Yönergeler:
1) Kütüphane gününü anlatan pasajda "Bu Blogda Ara" ifadesinden başlayıp "hâli anlatıyordu kitap." ifadesine kadar (bu ifade dahil) olan bölümü kelimesi kelimesine aktarın.
2) Girdilerde "water" sözcüğünü içeren tüm satırları listeleyin. Büyük-küçük harf ayrımı dikkate alınmalıdır.

Seçili Pasaj:
^^^^^^^^^^^^^^^^

Bu Blogda Ara

22 Temmuz 2015 Çarşamba

EVE DÖNELİM, KÜÇÜK AYI

Dün kütüphane günüydü. Deniz arabada yeni kedimiz Pati ile beklerken hızlıca değiş tokuş işini hallettim. 3+3 sistemiyle (3 benim, 3 onun kütüphane kartıyla olmak üzere) dördü hiç okunmamış altı adet kitap aldım. Ancak eve geldiğimizde seçtiğim kitapların dördünün kahramanının ayı olduğunu fark ettim. Doğada bir ayı ile hiç karşılaşmadım ancak bir çocuk kitabı kahramanı olarak ayıyı seviyorum, seviyoruz, özellikle de Büyük Ayı ve Küçük Ayı serisini. Serinin daha önce okumadığımız bir kitabını bulduğumda beğeneceğimizden emindim. Yanılmadım. Çünkü bize çok tanıdık bir hâli anlatıyordu kitap.

^^^^^^^^^^^^^^^^

Alıştırma Girdileri:
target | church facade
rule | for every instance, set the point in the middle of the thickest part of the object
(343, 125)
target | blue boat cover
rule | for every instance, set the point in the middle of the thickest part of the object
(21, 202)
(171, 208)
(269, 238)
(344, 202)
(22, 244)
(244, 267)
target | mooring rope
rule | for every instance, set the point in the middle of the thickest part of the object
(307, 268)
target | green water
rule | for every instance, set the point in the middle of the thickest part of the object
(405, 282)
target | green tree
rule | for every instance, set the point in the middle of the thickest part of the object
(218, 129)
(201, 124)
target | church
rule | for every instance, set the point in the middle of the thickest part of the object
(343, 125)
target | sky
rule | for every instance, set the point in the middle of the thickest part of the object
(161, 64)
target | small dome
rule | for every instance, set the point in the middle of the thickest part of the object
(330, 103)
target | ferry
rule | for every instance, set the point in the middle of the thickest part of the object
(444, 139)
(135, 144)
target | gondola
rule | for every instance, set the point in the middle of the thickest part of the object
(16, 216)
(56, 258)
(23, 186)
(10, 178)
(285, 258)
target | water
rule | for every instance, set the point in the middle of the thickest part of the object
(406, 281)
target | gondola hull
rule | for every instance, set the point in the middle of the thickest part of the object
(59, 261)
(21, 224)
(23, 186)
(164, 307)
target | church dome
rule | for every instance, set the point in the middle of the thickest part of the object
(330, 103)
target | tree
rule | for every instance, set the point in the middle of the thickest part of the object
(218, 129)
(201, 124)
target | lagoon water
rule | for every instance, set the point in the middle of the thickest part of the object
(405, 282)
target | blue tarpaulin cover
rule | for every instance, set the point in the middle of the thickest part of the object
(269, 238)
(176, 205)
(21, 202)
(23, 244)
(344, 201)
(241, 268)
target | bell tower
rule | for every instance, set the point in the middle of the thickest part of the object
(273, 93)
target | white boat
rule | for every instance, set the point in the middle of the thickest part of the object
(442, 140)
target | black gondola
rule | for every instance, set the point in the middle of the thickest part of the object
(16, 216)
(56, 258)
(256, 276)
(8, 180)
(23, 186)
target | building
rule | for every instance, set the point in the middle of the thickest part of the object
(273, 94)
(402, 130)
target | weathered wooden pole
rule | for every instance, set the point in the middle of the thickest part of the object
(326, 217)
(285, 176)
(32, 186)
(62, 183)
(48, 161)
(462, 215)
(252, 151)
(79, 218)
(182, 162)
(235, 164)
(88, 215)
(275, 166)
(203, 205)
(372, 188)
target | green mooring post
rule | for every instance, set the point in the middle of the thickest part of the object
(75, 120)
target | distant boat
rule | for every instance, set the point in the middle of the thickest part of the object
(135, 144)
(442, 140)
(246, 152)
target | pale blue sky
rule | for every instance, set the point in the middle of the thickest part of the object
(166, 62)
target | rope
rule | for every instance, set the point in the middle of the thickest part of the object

^^^^^^^^^^^^^^^^

Görev Yanıtları:
1)
Bu Blogda Ara

22 Temmuz 2015 Çarşamba

EVE DÖNELİM, KÜÇÜK AYI

Dün kütüphane günüydü. Deniz arabada yeni kedimiz Pati ile beklerken hızlıca değiş tokuş işini hallettim. 3+3 sistemiyle (3 benim, 3 onun kütüphane kartıyla olmak üzere) dördü hiç okunmamış altı adet kitap aldım. Ancak eve geldiğimizde seçtiğim kitapların dördünün kahramanının ayı olduğunu fark ettim. Doğada bir ayı ile hiç karşılaşmadım ancak bir çocuk kitabı kahramanı olarak ayıyı seviyorum, seviyoruz, özellikle de Büyük Ayı ve Küçük Ayı serisini. Serinin daha önce okumadığımız bir kitabını bulduğumda beğeneceğimizden emindim. Yanılmadım. Çünkü bize çok tanıdık bir hâli anlatıyordu kitap.

2)
target | green water
target | water
target | lagoon water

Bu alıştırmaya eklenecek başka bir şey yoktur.